(Beginning of Dataset content)
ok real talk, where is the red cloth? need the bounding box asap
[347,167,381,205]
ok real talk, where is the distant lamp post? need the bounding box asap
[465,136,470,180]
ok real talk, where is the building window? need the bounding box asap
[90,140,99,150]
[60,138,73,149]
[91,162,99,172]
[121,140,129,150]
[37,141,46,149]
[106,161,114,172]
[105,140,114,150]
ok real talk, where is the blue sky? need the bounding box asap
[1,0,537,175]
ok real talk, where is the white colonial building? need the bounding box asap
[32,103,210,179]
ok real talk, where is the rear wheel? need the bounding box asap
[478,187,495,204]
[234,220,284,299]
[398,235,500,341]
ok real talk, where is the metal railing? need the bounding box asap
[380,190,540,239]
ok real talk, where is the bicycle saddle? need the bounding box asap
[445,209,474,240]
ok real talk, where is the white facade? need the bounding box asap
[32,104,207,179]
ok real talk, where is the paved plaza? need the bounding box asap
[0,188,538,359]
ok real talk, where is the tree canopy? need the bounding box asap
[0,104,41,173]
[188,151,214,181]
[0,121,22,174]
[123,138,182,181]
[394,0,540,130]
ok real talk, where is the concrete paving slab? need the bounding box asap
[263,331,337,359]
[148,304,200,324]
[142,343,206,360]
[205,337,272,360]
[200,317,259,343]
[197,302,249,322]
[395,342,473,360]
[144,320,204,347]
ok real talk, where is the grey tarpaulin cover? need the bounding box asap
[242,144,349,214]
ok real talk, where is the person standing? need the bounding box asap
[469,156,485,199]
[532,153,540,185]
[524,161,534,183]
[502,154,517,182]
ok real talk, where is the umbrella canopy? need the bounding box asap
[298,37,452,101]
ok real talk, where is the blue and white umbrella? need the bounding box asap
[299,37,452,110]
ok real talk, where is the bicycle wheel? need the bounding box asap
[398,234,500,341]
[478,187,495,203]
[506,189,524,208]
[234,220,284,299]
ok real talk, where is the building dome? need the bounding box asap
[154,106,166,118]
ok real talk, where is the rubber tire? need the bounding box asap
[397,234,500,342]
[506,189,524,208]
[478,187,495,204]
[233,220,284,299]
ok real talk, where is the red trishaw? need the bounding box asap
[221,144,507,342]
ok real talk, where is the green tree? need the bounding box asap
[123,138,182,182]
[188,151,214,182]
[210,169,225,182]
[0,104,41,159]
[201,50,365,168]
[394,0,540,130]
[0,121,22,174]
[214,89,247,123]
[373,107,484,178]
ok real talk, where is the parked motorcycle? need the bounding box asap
(End of Dataset content)
Retype all of the data shown above, word for word.

Response area
ok real talk, where is the red cloth? need the bounding box asap
[347,167,381,205]
ok real talk, where is the distant lamp post? need the bounding box asap
[465,136,470,180]
ok real talk, where is the building window? need the bounding box asap
[90,140,99,150]
[60,138,73,149]
[91,162,99,172]
[121,140,129,150]
[37,141,46,149]
[106,161,114,172]
[105,140,114,150]
ok real talk, where is the blue sky? need the bounding box asap
[1,0,537,175]
ok real talk, where is the white colonial building? need the bounding box asap
[32,103,210,179]
ok real talk, where is the rear wheel? need the bounding box asap
[478,187,495,204]
[234,220,284,299]
[398,235,500,341]
ok real talk, where is the metal railing? need the bounding box asap
[380,190,540,239]
ok real talk, where is the bicycle saddle? need the bounding box asap
[445,209,474,240]
ok real talk, where is the white facade? need the bounding box asap
[32,104,207,179]
ok real talk, where is the paved plaza? need the bounding box asap
[0,188,538,359]
ok real talk, where is the tree canopy? need the bounding box asap
[0,104,41,173]
[188,151,214,181]
[0,121,22,174]
[123,138,182,181]
[394,0,540,130]
ok real talk, where is the concrete paving slab? need the bounding box asap
[263,331,337,359]
[148,304,200,324]
[142,343,206,360]
[205,337,272,360]
[200,317,259,343]
[197,302,249,322]
[395,342,473,360]
[144,320,204,347]
ok real talk, where is the grey tarpaulin cover? need the bounding box asap
[242,144,349,214]
ok real talk, where is the person standing? need the bounding box asap
[469,156,485,199]
[532,153,540,185]
[524,161,534,183]
[502,154,517,182]
ok real talk, where is the umbrella canopy? need the bounding box asap
[298,37,452,101]
ok real talk, where is the blue and white umbrella? need the bounding box asap
[299,37,452,110]
ok real talk, where is the bicycle wheel? need the bounding box asap
[398,234,500,341]
[478,187,495,203]
[506,189,524,208]
[234,220,284,299]
ok real talk, where is the building dome? need the bounding box asap
[154,106,166,118]
ok real talk, where is the rubber tire? need the bounding box asap
[397,234,500,342]
[506,189,524,208]
[478,187,495,204]
[233,220,284,299]
ok real talk, where is the red trishaw? need the bounding box asap
[221,144,507,342]
ok real talk, where is the green tree? need the bounding box asap
[123,138,182,182]
[188,151,214,182]
[210,169,225,182]
[0,104,41,159]
[201,50,365,168]
[394,0,540,130]
[0,121,22,174]
[214,89,247,123]
[373,107,484,178]
ok real talk, where is the parked motorcycle? need the bounding box asap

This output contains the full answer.